= Stored dataset entries =
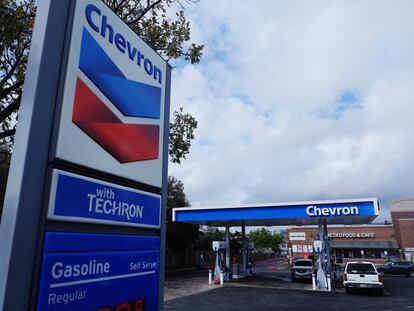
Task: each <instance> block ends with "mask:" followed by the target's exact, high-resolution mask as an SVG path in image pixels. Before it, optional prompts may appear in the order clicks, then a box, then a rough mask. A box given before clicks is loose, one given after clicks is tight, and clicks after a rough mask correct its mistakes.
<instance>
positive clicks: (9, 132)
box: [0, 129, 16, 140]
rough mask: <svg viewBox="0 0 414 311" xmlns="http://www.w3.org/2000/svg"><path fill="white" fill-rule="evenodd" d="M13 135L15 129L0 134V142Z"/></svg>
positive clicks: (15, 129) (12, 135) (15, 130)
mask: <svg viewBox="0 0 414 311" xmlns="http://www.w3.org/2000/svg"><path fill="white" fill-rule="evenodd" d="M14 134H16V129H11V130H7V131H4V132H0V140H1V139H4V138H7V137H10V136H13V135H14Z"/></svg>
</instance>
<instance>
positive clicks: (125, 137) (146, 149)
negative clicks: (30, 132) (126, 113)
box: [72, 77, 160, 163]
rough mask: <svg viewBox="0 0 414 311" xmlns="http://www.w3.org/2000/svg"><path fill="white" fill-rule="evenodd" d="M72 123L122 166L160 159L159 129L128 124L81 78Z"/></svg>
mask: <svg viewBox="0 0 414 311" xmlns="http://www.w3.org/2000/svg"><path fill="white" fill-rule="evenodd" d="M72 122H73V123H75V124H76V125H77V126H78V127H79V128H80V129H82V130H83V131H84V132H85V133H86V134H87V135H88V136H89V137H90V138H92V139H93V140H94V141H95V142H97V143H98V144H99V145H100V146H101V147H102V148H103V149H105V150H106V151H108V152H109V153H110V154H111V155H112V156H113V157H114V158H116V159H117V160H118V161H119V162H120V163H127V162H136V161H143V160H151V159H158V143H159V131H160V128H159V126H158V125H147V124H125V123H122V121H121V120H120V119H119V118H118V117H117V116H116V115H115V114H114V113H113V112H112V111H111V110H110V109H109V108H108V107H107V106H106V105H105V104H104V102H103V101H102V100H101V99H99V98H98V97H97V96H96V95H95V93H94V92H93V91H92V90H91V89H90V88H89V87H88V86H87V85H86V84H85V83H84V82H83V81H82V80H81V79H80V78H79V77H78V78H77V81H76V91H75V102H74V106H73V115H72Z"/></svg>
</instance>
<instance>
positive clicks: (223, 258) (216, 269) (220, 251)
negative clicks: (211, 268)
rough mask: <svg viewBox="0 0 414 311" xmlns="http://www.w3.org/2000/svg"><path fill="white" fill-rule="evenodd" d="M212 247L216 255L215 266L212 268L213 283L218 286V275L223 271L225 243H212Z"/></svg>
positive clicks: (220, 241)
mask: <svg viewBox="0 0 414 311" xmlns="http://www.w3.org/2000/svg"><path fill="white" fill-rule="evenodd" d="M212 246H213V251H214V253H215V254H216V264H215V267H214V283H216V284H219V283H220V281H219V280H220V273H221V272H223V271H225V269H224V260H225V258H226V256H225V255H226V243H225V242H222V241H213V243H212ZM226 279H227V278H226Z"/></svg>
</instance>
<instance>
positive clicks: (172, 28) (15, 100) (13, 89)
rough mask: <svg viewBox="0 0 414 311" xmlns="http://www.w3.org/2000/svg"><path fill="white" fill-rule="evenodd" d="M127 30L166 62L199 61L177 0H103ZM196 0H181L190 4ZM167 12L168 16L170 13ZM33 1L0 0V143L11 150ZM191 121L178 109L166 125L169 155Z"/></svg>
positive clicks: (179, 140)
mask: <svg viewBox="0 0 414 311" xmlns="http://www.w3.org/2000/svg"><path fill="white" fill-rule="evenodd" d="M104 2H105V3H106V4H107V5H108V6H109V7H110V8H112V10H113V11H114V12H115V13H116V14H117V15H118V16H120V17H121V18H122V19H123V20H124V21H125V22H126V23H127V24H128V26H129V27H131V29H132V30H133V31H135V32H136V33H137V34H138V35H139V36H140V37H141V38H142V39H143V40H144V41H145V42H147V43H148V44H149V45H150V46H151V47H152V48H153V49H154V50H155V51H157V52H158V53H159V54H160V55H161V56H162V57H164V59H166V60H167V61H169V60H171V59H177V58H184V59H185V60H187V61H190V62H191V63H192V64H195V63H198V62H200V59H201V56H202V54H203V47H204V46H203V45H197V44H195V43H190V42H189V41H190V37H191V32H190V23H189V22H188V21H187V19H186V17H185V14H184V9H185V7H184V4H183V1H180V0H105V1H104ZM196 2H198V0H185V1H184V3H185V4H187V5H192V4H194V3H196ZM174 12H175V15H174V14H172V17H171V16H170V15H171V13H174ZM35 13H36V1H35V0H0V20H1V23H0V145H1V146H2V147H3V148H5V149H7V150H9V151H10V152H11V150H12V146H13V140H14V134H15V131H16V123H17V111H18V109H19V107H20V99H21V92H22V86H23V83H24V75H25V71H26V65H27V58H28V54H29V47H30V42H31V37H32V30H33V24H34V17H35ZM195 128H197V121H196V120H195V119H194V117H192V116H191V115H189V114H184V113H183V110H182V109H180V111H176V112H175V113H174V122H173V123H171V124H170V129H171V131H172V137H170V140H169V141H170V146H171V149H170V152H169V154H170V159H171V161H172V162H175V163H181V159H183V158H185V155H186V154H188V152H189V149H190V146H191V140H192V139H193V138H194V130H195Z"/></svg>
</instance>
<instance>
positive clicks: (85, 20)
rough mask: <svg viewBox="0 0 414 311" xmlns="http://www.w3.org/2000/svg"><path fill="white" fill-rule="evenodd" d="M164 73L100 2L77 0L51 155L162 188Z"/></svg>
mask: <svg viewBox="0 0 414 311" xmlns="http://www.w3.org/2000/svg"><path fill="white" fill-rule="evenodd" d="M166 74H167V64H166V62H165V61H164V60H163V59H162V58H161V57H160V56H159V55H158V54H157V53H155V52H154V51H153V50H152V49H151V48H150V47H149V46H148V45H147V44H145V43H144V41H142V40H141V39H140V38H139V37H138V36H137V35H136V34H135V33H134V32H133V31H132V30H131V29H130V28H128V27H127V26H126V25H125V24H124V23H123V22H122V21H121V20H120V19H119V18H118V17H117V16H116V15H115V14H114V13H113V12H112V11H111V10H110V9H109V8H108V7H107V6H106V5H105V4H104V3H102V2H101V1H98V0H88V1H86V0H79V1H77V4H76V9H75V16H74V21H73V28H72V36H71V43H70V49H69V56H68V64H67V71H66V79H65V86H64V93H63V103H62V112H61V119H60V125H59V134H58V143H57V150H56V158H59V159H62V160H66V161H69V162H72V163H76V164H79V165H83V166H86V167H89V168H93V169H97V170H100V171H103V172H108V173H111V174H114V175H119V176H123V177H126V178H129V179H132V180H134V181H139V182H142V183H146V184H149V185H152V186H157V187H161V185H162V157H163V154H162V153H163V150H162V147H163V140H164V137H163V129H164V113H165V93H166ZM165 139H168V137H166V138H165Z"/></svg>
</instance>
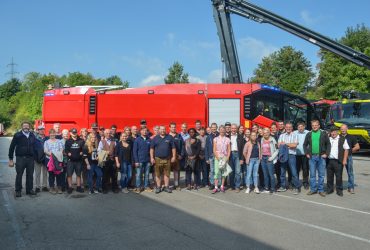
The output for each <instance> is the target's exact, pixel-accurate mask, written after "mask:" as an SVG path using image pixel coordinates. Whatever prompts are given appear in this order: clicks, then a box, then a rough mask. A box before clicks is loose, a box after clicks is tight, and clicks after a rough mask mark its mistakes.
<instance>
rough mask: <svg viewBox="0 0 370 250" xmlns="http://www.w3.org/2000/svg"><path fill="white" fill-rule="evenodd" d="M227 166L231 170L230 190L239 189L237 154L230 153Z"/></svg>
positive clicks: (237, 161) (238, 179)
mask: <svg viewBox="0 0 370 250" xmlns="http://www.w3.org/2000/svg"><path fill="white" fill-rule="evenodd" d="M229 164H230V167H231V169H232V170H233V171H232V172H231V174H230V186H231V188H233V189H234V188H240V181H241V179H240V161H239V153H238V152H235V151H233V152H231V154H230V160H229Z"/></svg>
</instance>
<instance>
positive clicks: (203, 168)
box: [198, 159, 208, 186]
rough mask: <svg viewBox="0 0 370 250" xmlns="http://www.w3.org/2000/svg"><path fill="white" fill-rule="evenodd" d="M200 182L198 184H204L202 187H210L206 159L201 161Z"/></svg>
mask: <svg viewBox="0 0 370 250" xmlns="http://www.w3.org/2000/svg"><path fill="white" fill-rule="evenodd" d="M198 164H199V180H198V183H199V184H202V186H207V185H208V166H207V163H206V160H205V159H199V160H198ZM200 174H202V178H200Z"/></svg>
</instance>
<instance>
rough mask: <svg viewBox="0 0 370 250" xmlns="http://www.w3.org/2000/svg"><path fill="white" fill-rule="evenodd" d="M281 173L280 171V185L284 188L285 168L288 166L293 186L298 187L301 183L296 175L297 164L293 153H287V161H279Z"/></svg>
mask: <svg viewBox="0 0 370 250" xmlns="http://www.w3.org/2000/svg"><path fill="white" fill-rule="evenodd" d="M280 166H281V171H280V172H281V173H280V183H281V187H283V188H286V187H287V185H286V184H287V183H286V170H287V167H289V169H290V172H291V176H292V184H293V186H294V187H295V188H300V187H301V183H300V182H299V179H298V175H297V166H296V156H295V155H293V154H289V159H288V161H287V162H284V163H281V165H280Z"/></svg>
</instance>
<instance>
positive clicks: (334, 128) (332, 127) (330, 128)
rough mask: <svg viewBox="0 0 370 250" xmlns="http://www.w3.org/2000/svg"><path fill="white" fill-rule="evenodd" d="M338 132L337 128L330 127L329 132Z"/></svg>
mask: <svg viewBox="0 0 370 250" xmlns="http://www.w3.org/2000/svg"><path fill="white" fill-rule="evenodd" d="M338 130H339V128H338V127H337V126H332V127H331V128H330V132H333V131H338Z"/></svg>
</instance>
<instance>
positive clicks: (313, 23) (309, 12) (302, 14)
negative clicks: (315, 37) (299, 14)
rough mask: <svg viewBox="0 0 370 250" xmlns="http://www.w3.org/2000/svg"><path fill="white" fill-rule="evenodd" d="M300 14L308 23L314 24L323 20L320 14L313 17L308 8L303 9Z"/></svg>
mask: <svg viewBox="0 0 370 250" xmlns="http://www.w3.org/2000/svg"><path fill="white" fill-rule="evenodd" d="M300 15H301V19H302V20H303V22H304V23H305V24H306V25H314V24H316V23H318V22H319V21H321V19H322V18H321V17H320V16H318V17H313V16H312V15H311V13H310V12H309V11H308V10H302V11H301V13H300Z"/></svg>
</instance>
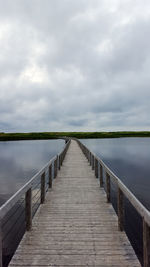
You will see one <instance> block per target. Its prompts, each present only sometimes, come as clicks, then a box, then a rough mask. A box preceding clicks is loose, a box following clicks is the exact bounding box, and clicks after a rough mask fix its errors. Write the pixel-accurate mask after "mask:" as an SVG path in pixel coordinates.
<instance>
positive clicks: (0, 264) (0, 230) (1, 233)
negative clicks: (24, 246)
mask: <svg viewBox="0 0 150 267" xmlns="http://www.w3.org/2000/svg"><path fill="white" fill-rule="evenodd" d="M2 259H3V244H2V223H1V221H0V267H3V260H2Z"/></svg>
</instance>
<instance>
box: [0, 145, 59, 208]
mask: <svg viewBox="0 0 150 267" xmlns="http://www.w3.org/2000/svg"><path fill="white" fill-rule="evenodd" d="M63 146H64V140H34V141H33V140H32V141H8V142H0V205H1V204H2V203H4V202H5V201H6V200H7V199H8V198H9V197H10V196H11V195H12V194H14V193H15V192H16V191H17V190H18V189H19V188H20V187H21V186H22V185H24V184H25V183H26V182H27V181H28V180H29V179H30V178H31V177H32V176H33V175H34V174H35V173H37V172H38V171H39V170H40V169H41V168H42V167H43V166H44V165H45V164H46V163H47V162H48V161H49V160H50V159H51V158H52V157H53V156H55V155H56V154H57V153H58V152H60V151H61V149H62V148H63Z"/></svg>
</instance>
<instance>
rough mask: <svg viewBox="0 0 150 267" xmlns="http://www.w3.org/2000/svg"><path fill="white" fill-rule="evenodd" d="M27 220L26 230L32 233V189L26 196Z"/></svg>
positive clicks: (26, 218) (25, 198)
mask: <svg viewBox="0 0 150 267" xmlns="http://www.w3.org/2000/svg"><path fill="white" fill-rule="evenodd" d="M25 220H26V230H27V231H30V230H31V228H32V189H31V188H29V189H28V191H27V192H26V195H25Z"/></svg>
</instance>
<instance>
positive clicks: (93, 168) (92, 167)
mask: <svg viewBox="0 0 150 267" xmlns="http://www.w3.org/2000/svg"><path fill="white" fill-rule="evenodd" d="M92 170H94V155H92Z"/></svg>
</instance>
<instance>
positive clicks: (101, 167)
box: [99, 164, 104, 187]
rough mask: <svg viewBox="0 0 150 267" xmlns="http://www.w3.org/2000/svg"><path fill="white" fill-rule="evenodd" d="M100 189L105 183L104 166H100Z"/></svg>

= EXERCISE INSTRUCTIONS =
Identify and copy every line of the listing above that contains the word "image", treating uppercase and lowercase letters as distinct.

= OUTPUT =
Task: each <instance> block ends with "mask:" followed by the target's exact, high-resolution mask as an SVG path in image pixels. Before it, optional prompts may appear in the order clicks, then a box, then a rough mask. A box given before clicks is loose, one given after clicks is tight, and clicks after a rough mask correct its mistakes.
The output for each <instance> is the target's exact, pixel-accurate mask, written after "mask:" as an SVG path using image pixel coordinates. Whatever prompts are given appear in this order: clicks, then a box, then a rough mask. A box before clicks is loose, a box after clicks is tight, and clicks after a rough mask mark its mistakes.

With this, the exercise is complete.